• [TO DO]:
Skip the pictures and give back the rest of the listing exactly.

● ● ●

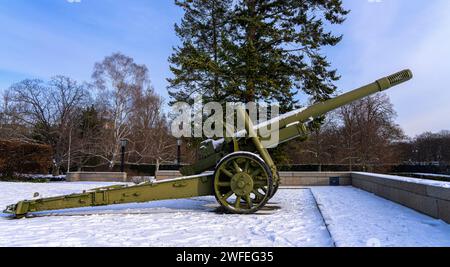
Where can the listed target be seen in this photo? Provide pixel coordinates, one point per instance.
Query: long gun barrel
(243, 167)
(319, 109)
(292, 124)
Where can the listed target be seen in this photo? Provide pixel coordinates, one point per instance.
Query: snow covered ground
(357, 218)
(354, 218)
(292, 219)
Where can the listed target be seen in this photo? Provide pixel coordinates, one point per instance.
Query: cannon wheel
(243, 183)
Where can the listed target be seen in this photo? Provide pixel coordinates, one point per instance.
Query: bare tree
(118, 80)
(48, 110)
(368, 131)
(150, 132)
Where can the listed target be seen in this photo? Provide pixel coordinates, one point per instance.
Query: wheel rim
(242, 183)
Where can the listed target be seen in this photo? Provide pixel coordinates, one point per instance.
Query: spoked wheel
(243, 183)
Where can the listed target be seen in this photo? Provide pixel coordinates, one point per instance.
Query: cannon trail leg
(172, 189)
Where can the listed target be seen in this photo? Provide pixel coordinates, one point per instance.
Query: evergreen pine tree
(198, 63)
(253, 50)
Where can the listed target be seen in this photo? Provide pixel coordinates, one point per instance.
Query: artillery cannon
(244, 176)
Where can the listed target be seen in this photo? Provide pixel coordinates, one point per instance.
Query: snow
(433, 175)
(409, 180)
(356, 218)
(291, 219)
(347, 217)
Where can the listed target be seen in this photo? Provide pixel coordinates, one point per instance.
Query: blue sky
(41, 38)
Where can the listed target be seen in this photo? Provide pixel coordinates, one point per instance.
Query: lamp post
(179, 142)
(123, 144)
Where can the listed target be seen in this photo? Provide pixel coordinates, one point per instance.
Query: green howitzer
(244, 176)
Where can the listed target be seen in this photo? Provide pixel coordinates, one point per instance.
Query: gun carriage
(244, 176)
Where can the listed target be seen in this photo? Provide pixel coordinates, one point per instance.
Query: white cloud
(393, 35)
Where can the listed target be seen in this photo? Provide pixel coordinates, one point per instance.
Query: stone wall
(428, 197)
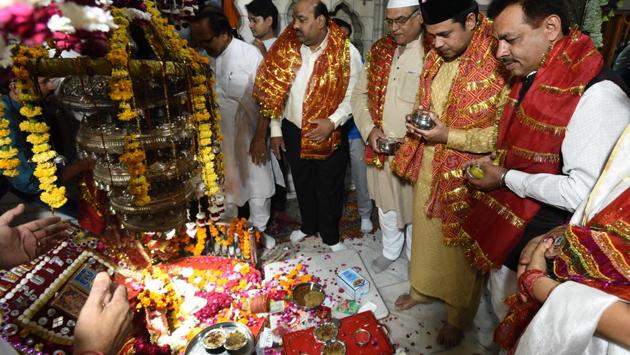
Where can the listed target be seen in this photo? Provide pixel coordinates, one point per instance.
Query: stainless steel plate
(195, 347)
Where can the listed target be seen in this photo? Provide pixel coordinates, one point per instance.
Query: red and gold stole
(471, 104)
(379, 62)
(530, 139)
(596, 255)
(326, 88)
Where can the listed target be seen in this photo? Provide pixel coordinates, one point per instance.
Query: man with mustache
(559, 123)
(385, 94)
(304, 86)
(460, 83)
(263, 22)
(248, 173)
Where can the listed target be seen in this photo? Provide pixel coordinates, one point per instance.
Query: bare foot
(449, 336)
(405, 301)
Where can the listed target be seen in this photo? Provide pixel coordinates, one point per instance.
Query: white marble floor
(413, 331)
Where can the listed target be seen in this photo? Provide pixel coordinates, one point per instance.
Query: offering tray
(304, 342)
(195, 347)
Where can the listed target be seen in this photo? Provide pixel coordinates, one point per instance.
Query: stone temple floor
(413, 331)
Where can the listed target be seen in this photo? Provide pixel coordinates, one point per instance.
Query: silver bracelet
(502, 181)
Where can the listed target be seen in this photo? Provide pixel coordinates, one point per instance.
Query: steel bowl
(326, 332)
(387, 146)
(307, 295)
(421, 119)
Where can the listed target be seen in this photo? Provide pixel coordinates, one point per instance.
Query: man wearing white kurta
(235, 68)
(569, 317)
(393, 196)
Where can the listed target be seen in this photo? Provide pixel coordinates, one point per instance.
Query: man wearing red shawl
(461, 83)
(559, 124)
(585, 297)
(304, 86)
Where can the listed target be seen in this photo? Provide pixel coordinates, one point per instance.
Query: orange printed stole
(471, 104)
(379, 62)
(530, 140)
(325, 91)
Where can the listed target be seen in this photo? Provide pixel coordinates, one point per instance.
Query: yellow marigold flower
(30, 111)
(137, 169)
(205, 134)
(199, 79)
(118, 57)
(205, 141)
(119, 73)
(55, 197)
(199, 90)
(127, 115)
(142, 200)
(37, 138)
(23, 85)
(138, 180)
(20, 73)
(34, 127)
(47, 180)
(10, 173)
(201, 116)
(41, 148)
(27, 97)
(8, 153)
(9, 164)
(44, 172)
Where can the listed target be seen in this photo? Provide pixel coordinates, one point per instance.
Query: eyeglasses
(202, 43)
(401, 20)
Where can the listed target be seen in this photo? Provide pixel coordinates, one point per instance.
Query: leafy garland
(43, 155)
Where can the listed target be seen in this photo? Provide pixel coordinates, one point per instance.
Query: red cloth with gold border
(325, 91)
(596, 255)
(530, 140)
(472, 101)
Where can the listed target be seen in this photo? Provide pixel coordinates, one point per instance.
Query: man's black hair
(535, 11)
(321, 10)
(217, 20)
(264, 8)
(462, 16)
(342, 23)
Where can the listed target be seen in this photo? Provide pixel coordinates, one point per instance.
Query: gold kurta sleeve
(474, 140)
(359, 103)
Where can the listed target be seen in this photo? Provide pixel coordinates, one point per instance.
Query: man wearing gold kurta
(385, 93)
(461, 84)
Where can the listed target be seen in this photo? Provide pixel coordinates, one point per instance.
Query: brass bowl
(308, 295)
(421, 119)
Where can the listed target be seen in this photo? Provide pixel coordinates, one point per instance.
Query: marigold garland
(43, 154)
(134, 159)
(120, 86)
(8, 161)
(205, 121)
(201, 239)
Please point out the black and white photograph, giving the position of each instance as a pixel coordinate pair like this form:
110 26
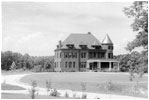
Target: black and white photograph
74 50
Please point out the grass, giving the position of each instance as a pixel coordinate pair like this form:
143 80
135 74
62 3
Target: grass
10 87
27 96
95 81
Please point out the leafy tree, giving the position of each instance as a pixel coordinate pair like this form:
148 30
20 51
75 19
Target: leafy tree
13 66
138 11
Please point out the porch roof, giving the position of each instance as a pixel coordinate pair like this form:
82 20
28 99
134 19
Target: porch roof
102 60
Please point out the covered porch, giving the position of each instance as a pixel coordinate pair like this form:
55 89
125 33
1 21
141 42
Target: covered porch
102 64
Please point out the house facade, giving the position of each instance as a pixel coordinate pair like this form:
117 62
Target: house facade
84 52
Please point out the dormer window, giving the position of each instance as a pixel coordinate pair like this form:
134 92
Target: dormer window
96 45
70 46
83 46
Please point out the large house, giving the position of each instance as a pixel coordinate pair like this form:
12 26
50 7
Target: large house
84 52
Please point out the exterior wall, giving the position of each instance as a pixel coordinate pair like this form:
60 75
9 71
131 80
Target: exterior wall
106 46
57 60
83 59
61 60
64 60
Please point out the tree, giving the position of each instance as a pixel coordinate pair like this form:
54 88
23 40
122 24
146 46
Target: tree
138 11
13 66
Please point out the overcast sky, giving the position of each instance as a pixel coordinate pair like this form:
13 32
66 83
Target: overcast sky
35 28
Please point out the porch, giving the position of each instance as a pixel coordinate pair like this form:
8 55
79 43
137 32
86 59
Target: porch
102 64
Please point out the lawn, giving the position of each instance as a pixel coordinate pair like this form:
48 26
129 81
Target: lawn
96 81
27 96
10 87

● ● ●

• [ANSWER BOX]:
Where can the listed target be seen in this photo? Provide pixel coordinates, one point per instance.
Query: long gun barrel
(243, 167)
(319, 109)
(292, 124)
Where can the listed target be seen in this photo? Provide pixel coordinates, one point per instance.
Query: snow covered ground
(357, 218)
(354, 218)
(292, 219)
Where can the listed target be seen in this photo? Provide pixel coordinates, one point per instance.
Query: cannon wheel
(243, 183)
Where can the listed target be seen in this photo? Provide pixel coordinates, one point per instance.
Query: bare tree
(118, 80)
(48, 110)
(368, 131)
(150, 132)
Where can the listed target be seen in this photo? Provide pixel coordinates, one point per instance.
Query: wheel rim
(242, 183)
Where can the listed target be seen in this photo? Provide pixel coordinates, one point per instance.
Query: spoked wheel
(243, 183)
Where can the listed target be seen in this photo? Provide pixel coordinates, one point per instance.
Query: cannon trail leg
(172, 189)
Where can the listed target be seen in this photo? Provide pixel coordinates, one point per instance.
Query: evergreen pine tree
(198, 63)
(253, 50)
Where can the listed target be seen in this photo? Provide pixel coordinates, one point per instance.
Query: artillery cannon
(244, 176)
Where can the listed target be seen in this photo? Provide pixel coordinates, one point per instance.
Query: snow
(433, 175)
(409, 180)
(356, 218)
(291, 219)
(347, 217)
Where can the listed target be seen in this photo? Provide pixel coordinates, one point per instance.
Query: blue sky
(41, 38)
Where can the listed target be seen in this photo? Provide pixel coordinates, one point per instance.
Query: lamp post
(179, 142)
(123, 144)
Where can the listed target be seen in this photo? Provide pixel coordinates, one point per instance.
Query: green howitzer
(244, 176)
Where can the listed target be seen in this photo? Provide pixel coordinates, one point per instance.
Query: gun carriage
(244, 176)
Where can the listed target be seen in this photo? Provide pixel coordinates, one point per instance.
Query: white cloud
(393, 35)
Where can the listed target be seen in this photo? Provide pixel coordinates, one point per instance.
Query: stone wall
(428, 197)
Where can the listed target be seen in this photo? Provide pixel coordinates, one point per instance.
Query: stainless steel plate
(195, 347)
Where can the listed target be seen in this photo? Provide pixel coordinates, one point per instance.
Query: red and gold stole
(471, 104)
(379, 62)
(530, 139)
(596, 255)
(326, 88)
Where can the listed target be seen in this photo? Provide pixel coordinates, one point per instance.
Query: man with mustache
(559, 123)
(385, 94)
(304, 86)
(460, 83)
(263, 22)
(248, 173)
Where can the listed target be seen in this photo? Provide pixel coordinates, one point per instance.
Query: bare foot
(449, 336)
(405, 301)
Where can the listed target be seen in this photo? Provide pixel coordinates, one point per instance.
Query: white marble floor
(413, 331)
Where can the listed target be seen in this photo? Provide pixel coordinates, one point per instance.
Query: offering tray
(304, 342)
(195, 347)
Where can the listed target be seen in this photo? Provide pixel coordinates, one point per instance.
Query: stone temple floor
(413, 331)
Where can the listed target be seen in this photo? Provide pixel coordinates, one point per instance.
Query: silver bracelet
(502, 181)
Where can the listed target be seen in this photo? Provide pixel coordinates, one point per instance.
Query: steel bowl
(326, 332)
(387, 146)
(307, 295)
(421, 119)
Where can the listed target be seen in this photo? Provide pixel coordinates, one point per instance.
Query: man wearing white kurta
(235, 68)
(569, 317)
(393, 196)
Where can the listed target be seen in this photo? Provide pixel coordinates, one point per instance.
Query: man wearing red shawl
(461, 83)
(559, 124)
(585, 297)
(304, 86)
Where can the listed target be seen in this photo? Provide pixel coordinates, one point per instance.
Query: orange printed stole
(471, 104)
(379, 62)
(530, 140)
(325, 91)
Where can the listed target be seen in this photo? Provide pixel coordinates, one point per instance.
Query: yellow marigold flower
(30, 111)
(137, 169)
(205, 134)
(199, 79)
(118, 57)
(205, 141)
(119, 73)
(55, 197)
(199, 90)
(127, 115)
(142, 200)
(37, 138)
(23, 85)
(138, 180)
(20, 73)
(34, 127)
(47, 180)
(10, 173)
(201, 116)
(41, 148)
(27, 97)
(8, 153)
(9, 164)
(44, 172)
Where can the listed target be seen in this photo? Provide pixel coordinates, one point per instance.
Query: eyeglasses
(202, 43)
(401, 20)
Where can the listed target be seen in this photo? Provide pixel coordinates, one point per instance.
Query: leafy garland
(43, 155)
Where can the listed target be seen in this photo? Provide pixel coordinates, one point per instance.
Query: red cloth with gold border
(325, 91)
(596, 255)
(530, 140)
(472, 101)
Where can the listed target be seen in this photo? Provide pixel coordinates, one point per instance.
Query: man's black hair
(535, 11)
(321, 10)
(217, 20)
(264, 8)
(462, 16)
(342, 23)
Where can the listed target be seen in this photo? Provide pixel coordinates, one point per instance.
Query: gold kurta sleeve
(474, 140)
(359, 103)
Where can the listed target be seen in this photo? Provide pixel coordinates, one point per instance.
Query: man wearing gold kurta
(385, 93)
(461, 84)
Where can the listed target be seen in this photo? Provide pixel coordinates, one point per instance.
Query: brass bowl
(308, 295)
(421, 119)
Where can the listed target be seen in this photo? Provide pixel coordinates, one point per instance.
Query: marigold garland
(43, 154)
(134, 159)
(120, 86)
(8, 161)
(205, 121)
(201, 239)
Please point out the black and white photograph, giving the position of each instance as a pixel coordinate pair like this form:
110 26
Target: black and white photograph
74 50
Please point out the grass, giving the position of each instance as a pixel coordinate pair like this form:
143 80
135 74
62 3
Target: grass
10 87
27 96
95 81
Please point out the leafy tree, giving the position of each instance as a pixel coordinate pair like this form:
148 30
20 51
75 19
Target: leafy tree
13 66
138 11
Please point out the porch roof, giving the position of each instance as a pixel coordinate pair like this form:
82 20
28 99
134 19
Target: porch roof
102 60
Please point out the covered porch, giving the position of each instance as a pixel coordinate pair like this form:
55 89
125 33
1 21
141 42
Target: covered porch
102 64
Please point out the house facade, giving the position of each instance as a pixel coordinate pair like this form:
117 62
Target: house facade
84 52
Please point out the dormer window, giving the position of each instance as a pixel coordinate pair like this form:
134 92
Target: dormer window
96 45
70 46
83 46
Please point out the large house, giving the position of each instance as a pixel coordinate pair like this form:
12 26
50 7
Target: large house
84 52
Please point out the exterior wall, giving the position of each instance as a pixel coordinate pair like this form:
60 75
9 71
131 80
Target: exterior wall
106 46
57 60
83 59
61 60
64 60
Please point out the tree, giving the position of each instance as a pixel coordinate pair like this form:
54 88
23 40
122 24
146 46
Target: tree
138 11
13 66
Please point out the overcast sky, giving the position of each instance as a pixel coordinate pair like this form:
13 32
66 83
Target: overcast sky
35 28
Please point out the porch, giving the position of each instance as a pixel coordinate pair like this form:
8 55
79 43
137 32
86 59
Target: porch
102 64
Please point out the lawn, giving the position of each instance as a pixel coordinate pair like this form:
48 26
129 81
Target: lawn
96 81
27 96
10 87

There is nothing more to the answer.